Избранный отрывок:
⟨
Своим сподвижникам ему пришлось не раз объяснять, почему он так долго не мог расстаться с гнусным церковным облачением. «Я делал это, — оправдывался он, — чтобы поддержать слабых духом». Что на самом деле означало: чтобы не раздражать народ. Впрочем, он тут же торопливо добавлял: «И чтобы поиздеваться над папой!» В письме к Капитану от 25 мая он высказал решимость сбросить наконец с себя монашескую рясу. Довольно уступок нестойким духом, пора покончить с этим непотребством. Однако он еще долгих четыре месяца носил это мерзкое одеяние. Когда же все-таки сменил его на светское платье, счел необходимым еще раз оправдаться: «Я сделал это, дабы смутить сатану». Итак, продолжая носить рясу, Лютер дразнил папу; расставшись с ней, бросил вызов сатане. Значит ли это, что в преисподней сразу два хозяина?
Важно отметить, что в письме к Капитону проблема ношения церковного одеяния рассматривается в единой связи с проблемой брака: и то и другое имеет непосредственное отношение к его репутации. «Мне чрезвычайно приятно, — восклицает он, — узнавать о том, что ваши священники и монахи женятся. Для меня нет радостнее этих вестей!» Здесь же он дает ответ и на вопрос, волнующий все его окружение: а почему сам-то он медлит? Впрочем, от прямого объяснения он ловко увиливает и говорит, что в настоящий момент готовится к тому, чтобы расстаться с монашеским одеянием. Иными словами, он и так жертвует слишком многим, чтобы от него требовали еще каких-то доказательств правоверности!
Тем не менее вопрос о женитьбе постоянно волновал его начиная с 1521 года. Этого требовали и его темперамент, и основы его вероучения. Но... как глядеть в глаза людям? «На нас ведь смотрит весь мир», — вслед за святым апостолом Павлом повторял он. И несколько позже добавлял: «Дьявол положил на меня глаз... Знаю, он хочет отметить меня своим клеймом, хочет, чтобы на мое учение косились с подозрением». А тут еще со всех сторон на него насели ученики и советчики, расхваливая на все лады его же собственные посулы, предназначенные для других. Мучительные сомнения терзали его все сильнее, заставляя жестоко страдать...
В 1523 году он действительно заболел. Высокая температура, бессонница, внутреннее беспокойство отнимали все силы. Чтобы вернуть «новому Илии» сон, приглашенный врач рекомендовал ему прикладывать к голове компрессы из женского грудного молока, смешанного с фиалковым маслом. Можно вообразить, какие мечтания проникали в несчастную голову больного из этой «гремучей смеси»! Вскоре Диафорус[22] заподозрил «французскую болезнь», иначе говоря — сифилис. Не исключено, что в это время свирепствовала эпидемия именно этого заболевания. Так или иначе, но состав целебного снадобья подвергся решительному пересмотру. Теперь медицина предписала пластырь из оленьего мозга, перемешанного с кашицей из вываренных земляных червей, с добавлением очищенного вина и щепотки шафрана. Илия поправился, и Диафорус мог пожинать плоды заслуженной славы.
⟩
Задание:
Перепишите, пожалуйста, часть отрывка о болезни Лютера от слов «В 1523 году» до слов «плоды заслуженной славы.» включительно, переименовав «Диафорус» в «лекарь».

Выдержка из данных:
⟨
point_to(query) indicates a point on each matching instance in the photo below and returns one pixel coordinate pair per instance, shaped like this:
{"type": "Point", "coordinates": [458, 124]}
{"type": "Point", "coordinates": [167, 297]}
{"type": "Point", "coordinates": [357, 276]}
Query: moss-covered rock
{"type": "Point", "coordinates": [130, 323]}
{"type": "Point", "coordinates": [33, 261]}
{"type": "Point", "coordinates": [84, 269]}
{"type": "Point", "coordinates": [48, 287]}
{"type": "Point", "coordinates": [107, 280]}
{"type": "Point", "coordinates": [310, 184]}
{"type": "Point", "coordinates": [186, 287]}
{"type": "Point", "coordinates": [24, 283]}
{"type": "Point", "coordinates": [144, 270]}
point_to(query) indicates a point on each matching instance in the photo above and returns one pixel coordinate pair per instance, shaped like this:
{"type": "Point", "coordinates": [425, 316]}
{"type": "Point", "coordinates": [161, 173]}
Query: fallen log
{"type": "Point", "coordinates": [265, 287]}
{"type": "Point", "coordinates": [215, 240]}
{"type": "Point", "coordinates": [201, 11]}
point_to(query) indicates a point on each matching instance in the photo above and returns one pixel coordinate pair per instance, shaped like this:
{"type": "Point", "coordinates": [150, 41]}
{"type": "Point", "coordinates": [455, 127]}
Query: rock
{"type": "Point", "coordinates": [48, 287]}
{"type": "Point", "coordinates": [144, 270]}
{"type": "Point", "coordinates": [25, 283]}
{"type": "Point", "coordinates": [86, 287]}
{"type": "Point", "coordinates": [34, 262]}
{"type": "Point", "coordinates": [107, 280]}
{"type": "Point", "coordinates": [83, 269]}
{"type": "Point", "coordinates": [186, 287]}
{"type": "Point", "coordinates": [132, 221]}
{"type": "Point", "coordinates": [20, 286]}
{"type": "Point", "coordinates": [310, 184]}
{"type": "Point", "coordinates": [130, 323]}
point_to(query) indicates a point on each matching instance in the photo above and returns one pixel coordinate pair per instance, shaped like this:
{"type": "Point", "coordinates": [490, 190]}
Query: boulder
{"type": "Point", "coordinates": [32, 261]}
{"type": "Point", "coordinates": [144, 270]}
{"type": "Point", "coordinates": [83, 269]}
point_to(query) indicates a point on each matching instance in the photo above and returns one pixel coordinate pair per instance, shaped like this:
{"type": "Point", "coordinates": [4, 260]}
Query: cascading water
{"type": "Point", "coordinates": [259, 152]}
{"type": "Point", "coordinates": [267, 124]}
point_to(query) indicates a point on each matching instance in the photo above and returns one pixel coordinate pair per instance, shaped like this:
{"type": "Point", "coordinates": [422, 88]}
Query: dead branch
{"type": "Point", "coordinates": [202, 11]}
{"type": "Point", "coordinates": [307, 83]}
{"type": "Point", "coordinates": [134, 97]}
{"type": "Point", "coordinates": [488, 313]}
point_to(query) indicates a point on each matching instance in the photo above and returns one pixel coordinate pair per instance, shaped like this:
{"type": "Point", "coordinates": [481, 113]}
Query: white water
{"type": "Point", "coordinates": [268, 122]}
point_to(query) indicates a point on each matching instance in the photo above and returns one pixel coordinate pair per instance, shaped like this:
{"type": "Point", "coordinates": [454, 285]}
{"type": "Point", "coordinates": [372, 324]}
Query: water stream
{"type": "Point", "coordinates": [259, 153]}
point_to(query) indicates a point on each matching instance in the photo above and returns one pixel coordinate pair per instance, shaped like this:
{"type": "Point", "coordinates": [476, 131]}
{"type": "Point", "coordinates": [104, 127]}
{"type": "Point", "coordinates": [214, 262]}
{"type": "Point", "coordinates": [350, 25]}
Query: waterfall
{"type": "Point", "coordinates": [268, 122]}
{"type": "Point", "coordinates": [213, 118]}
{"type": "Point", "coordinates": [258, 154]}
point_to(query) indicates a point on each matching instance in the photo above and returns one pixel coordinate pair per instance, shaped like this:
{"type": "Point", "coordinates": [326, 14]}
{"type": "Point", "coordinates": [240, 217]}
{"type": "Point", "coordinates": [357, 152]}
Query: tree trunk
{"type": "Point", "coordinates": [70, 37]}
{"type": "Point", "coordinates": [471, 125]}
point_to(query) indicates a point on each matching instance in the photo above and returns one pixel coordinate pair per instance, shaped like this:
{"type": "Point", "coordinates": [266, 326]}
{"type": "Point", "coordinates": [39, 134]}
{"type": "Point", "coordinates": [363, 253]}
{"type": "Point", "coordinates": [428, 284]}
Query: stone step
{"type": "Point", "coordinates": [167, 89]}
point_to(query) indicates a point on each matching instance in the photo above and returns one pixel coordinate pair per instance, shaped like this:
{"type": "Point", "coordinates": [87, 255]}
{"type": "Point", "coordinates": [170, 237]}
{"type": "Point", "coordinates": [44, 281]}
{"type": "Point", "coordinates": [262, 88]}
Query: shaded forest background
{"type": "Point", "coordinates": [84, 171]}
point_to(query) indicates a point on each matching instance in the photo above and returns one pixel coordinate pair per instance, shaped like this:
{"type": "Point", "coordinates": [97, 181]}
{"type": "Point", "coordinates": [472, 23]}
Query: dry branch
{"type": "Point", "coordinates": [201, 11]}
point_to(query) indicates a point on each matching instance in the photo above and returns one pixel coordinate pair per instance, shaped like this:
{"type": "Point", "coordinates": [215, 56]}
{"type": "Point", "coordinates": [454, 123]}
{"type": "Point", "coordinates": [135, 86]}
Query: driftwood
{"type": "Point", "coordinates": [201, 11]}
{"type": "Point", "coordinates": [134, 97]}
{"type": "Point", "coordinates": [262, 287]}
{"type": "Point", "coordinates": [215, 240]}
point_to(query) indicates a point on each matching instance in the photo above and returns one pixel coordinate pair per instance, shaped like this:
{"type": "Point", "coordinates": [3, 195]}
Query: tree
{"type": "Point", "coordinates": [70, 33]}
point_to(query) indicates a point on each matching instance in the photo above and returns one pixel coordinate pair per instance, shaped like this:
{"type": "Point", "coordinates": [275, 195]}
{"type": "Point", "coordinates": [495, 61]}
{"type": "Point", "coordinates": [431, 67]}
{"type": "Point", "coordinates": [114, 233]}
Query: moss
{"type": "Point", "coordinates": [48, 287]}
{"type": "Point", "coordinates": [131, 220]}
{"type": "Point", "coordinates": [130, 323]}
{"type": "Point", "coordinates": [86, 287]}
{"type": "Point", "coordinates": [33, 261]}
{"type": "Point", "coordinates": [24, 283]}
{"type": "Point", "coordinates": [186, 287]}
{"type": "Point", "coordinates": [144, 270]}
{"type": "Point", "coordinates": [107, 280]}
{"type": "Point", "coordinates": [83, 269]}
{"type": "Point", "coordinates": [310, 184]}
⟩
Разбор решения:
В 1523 году он действительно заболел. Высокая температура, бессонница, внутреннее беспокойство отнимали все силы. Чтобы вернуть «новому Илии» сон, приглашенный врач рекомендовал ему прикладывать к голове компрессы из женского грудного молока, смешанного с фиалковым маслом. Можно вообразить, какие мечтания проникали в несчастную голову больного из этой «гремучей смеси»! Вскоре лекарь[22] заподозрил «французскую болезнь», иначе говоря — сифилис. Не исключено, что в это время свирепствовала эпидемия именно этого заболевания. Так или иначе, но состав целебного снадобья подвергся решительному пересмотру. Теперь медицина предписала пластырь из оленьего мозга, перемешанного с кашицей из вываренных земляных червей, с добавлением очищенного вина и щепотки шафрана. Илия поправился, и лекарь мог пожинать плоды заслуженной славы.